→ **WHAT YOU SHOULD DO**: Which lines of the data contain the string "wall"? Copy every one of them.

Saved entries
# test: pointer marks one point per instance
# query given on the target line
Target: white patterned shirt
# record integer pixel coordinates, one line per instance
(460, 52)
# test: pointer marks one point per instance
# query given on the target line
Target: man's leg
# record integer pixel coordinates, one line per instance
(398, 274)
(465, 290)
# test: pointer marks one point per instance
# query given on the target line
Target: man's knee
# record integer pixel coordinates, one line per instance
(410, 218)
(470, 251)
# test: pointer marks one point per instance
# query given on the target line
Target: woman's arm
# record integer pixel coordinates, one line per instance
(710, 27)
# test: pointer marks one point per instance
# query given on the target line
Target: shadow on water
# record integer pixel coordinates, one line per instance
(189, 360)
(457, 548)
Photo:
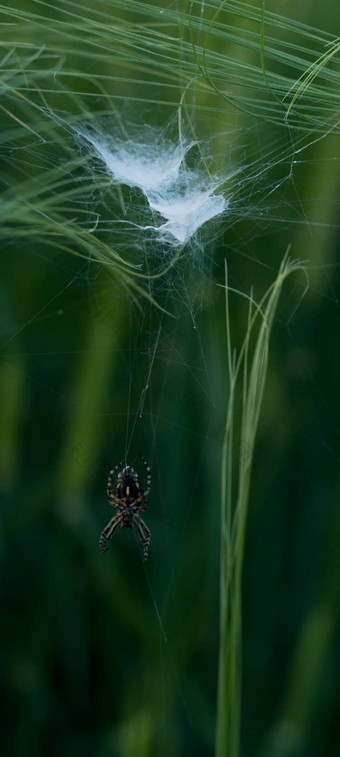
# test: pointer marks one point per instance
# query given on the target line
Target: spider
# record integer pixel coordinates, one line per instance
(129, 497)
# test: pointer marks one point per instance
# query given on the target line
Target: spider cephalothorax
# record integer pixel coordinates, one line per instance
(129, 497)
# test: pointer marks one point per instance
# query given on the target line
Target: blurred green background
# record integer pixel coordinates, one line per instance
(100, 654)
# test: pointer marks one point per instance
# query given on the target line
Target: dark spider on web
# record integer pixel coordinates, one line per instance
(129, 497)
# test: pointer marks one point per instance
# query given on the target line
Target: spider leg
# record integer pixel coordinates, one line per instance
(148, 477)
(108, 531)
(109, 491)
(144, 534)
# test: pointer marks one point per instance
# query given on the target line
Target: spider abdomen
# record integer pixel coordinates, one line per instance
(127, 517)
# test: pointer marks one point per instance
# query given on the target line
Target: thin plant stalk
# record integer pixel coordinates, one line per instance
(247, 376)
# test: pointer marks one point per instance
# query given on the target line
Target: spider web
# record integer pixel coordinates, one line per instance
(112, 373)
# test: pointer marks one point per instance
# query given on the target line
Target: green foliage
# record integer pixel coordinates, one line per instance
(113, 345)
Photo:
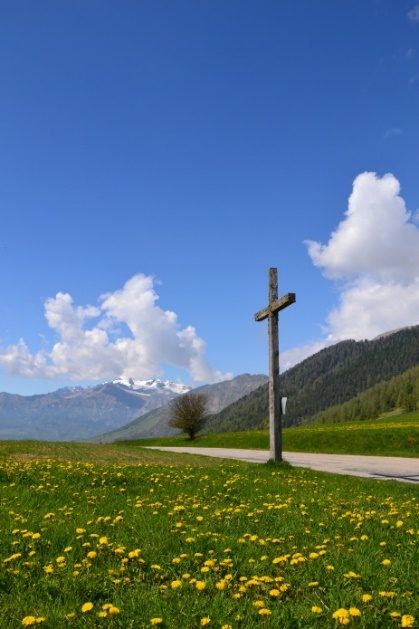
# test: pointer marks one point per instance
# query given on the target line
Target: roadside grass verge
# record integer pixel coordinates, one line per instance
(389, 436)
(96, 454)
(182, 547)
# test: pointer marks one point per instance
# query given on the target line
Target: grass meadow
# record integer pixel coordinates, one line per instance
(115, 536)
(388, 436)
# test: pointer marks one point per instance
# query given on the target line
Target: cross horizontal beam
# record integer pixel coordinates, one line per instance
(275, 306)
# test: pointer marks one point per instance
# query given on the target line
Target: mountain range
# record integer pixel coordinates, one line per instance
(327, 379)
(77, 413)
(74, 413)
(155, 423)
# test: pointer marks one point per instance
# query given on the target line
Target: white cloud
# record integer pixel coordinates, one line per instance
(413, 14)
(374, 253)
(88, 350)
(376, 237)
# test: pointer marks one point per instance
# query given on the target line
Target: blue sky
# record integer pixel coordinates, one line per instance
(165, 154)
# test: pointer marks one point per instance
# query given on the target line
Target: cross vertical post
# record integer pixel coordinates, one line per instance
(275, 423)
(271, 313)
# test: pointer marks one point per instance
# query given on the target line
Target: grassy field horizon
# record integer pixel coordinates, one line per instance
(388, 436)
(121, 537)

---

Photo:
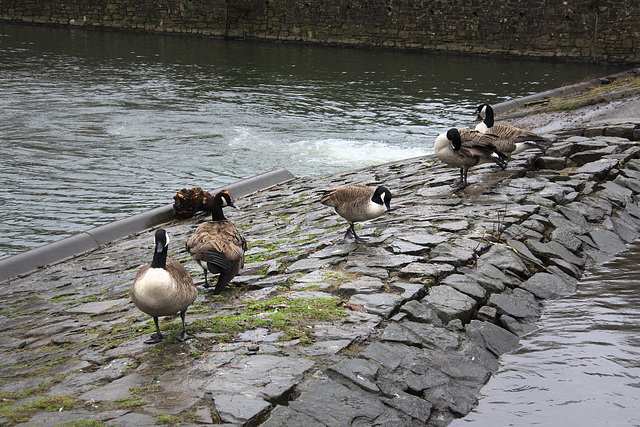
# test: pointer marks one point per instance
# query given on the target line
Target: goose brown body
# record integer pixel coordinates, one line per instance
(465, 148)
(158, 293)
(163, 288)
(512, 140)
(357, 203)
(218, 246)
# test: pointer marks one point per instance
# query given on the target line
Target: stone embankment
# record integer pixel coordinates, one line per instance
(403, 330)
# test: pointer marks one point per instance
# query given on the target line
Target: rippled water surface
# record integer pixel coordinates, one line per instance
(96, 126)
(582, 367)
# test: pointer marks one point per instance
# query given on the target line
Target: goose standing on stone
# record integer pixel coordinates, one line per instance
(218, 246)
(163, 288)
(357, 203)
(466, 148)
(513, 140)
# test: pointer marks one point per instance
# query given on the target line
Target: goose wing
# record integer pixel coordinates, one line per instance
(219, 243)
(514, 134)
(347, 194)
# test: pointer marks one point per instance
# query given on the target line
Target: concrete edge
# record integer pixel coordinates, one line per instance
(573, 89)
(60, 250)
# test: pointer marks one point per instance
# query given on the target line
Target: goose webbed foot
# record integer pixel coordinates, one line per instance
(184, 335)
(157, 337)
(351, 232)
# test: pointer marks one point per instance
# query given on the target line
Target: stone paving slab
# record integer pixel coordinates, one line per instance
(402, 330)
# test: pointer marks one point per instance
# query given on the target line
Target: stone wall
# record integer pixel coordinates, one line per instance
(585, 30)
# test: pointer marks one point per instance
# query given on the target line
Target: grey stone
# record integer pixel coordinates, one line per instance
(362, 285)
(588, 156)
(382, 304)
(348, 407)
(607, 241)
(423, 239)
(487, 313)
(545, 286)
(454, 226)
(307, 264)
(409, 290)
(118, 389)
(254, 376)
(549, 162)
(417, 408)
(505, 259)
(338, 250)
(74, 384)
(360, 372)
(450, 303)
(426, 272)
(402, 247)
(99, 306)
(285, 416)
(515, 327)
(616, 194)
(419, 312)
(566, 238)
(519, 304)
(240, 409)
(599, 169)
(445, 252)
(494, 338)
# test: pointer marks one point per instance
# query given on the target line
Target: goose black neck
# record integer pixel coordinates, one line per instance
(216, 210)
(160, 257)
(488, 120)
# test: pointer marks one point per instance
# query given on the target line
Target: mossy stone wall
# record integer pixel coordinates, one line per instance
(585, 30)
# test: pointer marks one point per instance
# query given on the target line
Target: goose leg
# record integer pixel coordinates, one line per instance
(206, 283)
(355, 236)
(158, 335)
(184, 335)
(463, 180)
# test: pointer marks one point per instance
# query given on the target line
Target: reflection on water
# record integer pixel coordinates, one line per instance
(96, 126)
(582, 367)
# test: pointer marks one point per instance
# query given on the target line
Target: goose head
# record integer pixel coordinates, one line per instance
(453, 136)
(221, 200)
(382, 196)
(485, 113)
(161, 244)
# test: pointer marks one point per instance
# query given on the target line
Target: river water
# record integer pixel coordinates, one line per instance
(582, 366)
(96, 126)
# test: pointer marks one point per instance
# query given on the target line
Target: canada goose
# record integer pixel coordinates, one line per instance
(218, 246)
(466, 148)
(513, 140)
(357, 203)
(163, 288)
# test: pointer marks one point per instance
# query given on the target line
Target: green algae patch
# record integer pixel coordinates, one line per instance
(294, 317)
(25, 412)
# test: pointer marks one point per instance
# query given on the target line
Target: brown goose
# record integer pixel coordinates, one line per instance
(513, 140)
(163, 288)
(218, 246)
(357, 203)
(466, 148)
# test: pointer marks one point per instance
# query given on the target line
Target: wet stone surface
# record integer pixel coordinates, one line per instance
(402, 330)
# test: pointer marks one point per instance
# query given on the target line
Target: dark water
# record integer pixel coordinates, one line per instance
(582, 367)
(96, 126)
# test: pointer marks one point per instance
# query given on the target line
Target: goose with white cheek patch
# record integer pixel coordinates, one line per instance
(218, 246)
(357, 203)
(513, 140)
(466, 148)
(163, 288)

→ **SOLUTION FOR THIS TASK**:
Target: stone wall
Target: mossy stone wall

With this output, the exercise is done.